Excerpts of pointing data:

===============

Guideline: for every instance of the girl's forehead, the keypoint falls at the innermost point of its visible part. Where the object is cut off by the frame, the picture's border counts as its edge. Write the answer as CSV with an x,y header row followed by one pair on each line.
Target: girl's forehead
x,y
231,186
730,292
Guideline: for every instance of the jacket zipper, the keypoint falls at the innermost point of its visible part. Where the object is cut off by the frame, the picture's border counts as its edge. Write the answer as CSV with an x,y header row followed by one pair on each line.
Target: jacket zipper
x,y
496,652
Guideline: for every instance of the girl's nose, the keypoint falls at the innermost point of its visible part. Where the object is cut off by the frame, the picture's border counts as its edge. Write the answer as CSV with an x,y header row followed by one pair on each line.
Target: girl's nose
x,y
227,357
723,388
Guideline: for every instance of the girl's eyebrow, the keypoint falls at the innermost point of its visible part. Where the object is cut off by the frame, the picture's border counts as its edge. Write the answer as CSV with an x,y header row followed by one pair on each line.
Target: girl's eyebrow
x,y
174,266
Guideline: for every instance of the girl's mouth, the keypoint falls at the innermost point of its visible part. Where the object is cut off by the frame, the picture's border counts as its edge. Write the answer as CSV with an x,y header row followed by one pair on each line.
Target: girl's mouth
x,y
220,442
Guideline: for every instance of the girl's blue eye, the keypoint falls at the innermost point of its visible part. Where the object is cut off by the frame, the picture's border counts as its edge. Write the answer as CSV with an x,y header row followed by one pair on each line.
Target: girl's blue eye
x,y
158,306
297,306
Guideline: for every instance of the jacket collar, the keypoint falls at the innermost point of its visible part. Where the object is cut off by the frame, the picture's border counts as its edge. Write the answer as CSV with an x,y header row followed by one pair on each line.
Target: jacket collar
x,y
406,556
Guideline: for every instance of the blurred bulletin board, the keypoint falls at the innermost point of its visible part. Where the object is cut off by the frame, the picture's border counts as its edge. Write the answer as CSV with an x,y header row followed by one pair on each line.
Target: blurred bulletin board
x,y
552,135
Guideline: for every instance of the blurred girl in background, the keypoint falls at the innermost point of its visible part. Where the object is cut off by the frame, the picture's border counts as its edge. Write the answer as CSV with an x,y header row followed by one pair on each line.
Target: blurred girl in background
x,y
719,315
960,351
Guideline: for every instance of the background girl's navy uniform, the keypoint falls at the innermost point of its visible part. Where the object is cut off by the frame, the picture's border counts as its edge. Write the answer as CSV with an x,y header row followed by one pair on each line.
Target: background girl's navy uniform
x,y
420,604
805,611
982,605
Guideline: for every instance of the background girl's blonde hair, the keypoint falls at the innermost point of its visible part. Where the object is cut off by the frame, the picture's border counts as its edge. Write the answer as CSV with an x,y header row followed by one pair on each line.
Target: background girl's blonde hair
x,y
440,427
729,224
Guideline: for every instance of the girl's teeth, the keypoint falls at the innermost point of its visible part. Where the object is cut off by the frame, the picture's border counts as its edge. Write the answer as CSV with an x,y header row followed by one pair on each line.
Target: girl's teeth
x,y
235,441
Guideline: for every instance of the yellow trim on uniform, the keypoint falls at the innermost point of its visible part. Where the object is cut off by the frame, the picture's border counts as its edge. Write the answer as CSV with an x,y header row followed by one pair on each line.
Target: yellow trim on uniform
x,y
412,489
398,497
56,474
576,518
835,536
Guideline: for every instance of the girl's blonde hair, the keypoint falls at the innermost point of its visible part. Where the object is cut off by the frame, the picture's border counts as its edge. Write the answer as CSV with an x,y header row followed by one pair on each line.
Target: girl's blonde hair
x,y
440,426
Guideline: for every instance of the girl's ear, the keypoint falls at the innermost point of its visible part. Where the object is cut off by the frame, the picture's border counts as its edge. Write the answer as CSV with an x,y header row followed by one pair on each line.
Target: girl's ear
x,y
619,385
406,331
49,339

===============

**PROBLEM TO SOLVE**
Each line above must be reproduced exactly as it stands.

**RESULT**
Guideline: for every instance of the girl's forehead, the keypoint falls at the innermost point of its visible part. Where the object is cut off by the frame, the picture's border counts as its edge. Write the answer as CSV with an x,y header row followed by one pair on each line.
Target: girl's forehead
x,y
231,186
730,292
Guideline: for every instance of the jacket zipper, the keypoint falls at the innermost point of its visible part. Where the object is cut off by the frame, the picture's border counts as its edge. Write the answer as CSV with an x,y header row followed by one pair on each line.
Target: jacket zipper
x,y
496,652
Guideline: for every instance of the girl's nose, the keypoint falls at the innermost point of its visible part. Where the object is cut off by the frame, the picture's border counts as its edge. Write the answer as CSV with an x,y header row followed by one pair on each line.
Target: girl's nose
x,y
227,357
723,388
Guideline: for every instance of the girl's eyebrow, the keypoint falls at the innermost point of its visible part. Where the object is cut off by the frame, the picture's border counts as its edge. Write the answer as CSV with an x,y header row followed by one pair on each line.
Target: girl's eyebrow
x,y
174,266
Guideline: for every instance of the girl's mouth, the keypoint falls at the innermost point of its visible part. Where the object is cut off by the frame, the picture's border counts as its edge. Write the answer as CSV with an x,y header row followed by one pair on each line.
Target: girl's mouth
x,y
220,442
Guideline: for every instance of the girl's blue eye, the keypoint falls at the innermost point of its visible part. Where the object is cut off by the frame, the picture's border counts as its edge. Write the answer as CSV with an x,y header row followed by one pair on each line.
Target: girl's blue eye
x,y
158,306
297,306
Guideline: for every instance of the jacket collar, the keypoint falls at the innermost point of its visible part. Where the object is cut off by the frame, the picture's border counts as its edge. Write the answer as CSV with an x,y header row followed by one pair on each line.
Target: jacket collar
x,y
406,556
Guideline: for every instance of the blurred bulletin board, the keypoint falls at the innermost point of its visible part. Where the object is cut off by the frame, the picture's border counts as its edge. Write the answer as CSV with an x,y header row followed by one pair on each line.
Target: blurred bulletin board
x,y
552,135
Guideline: for every instance of the blurred girl in background, the keypoint falls at the innermost point of its visible part. Where the object is cut off by the frame, the picture's border counts as its edge. Write the answer as CSV with an x,y header row followed by one pair on each line.
Target: blurred girl in background
x,y
719,315
960,351
Guideline: for every instance of the background girl's navy uniform, the keypoint falls at the innermost point of its visible part. Where the object is cut off by the frame, the picture's border counts as its edge. Write the answer as CSV with an x,y header row followed by one pair on each line.
Target: background girl's navy uniform
x,y
420,604
805,611
982,605
Guideline: for every instance of the background girl's blonde hair, the keypoint falls at the innermost point of its visible part. Where the object is cut off by the frame, the picture's border counts as its edge. Write the answer as CSV with an x,y header row followed by one pair on each line.
Target: background girl's blonde hair
x,y
440,427
729,224
Guideline: for every instance of the girl's teeth, the keypoint falls at the innermost point of its visible part. Where the object is cut off by the frame, the picture's border counts as its edge. Write the answer as CSV with an x,y header row followed by one pair on each line.
Target: girl's teeth
x,y
235,441
Guideline: for every instance of the yellow trim on uniform, the keypoint falls at the innermost point of its visible part. Where the object is cut off by the frame, the picture's border counts as its edge. Write the answer as CSV with an x,y header row followed by one pair on each line.
Target: yellow trim on uniform
x,y
412,489
398,497
56,474
576,518
835,536
Guideline: for every instance of the girl's blonde hair, the keypoint falls at the innermost point of its visible part. Where the object is cut off by the frame, the picture's border counts as its edge. Write the answer as CSV with an x,y header row followed by one pair on each line.
Target: girl's blonde hair
x,y
440,426
Guideline: for every instance of the girl's ear, the keypoint falls at the innermost point of its visible part. Where the object is cut off by the frame, the picture's border counts as its edge. Write the answer as CSV with an x,y header row followed by one pair on each line.
Target: girl's ear
x,y
619,385
406,331
49,339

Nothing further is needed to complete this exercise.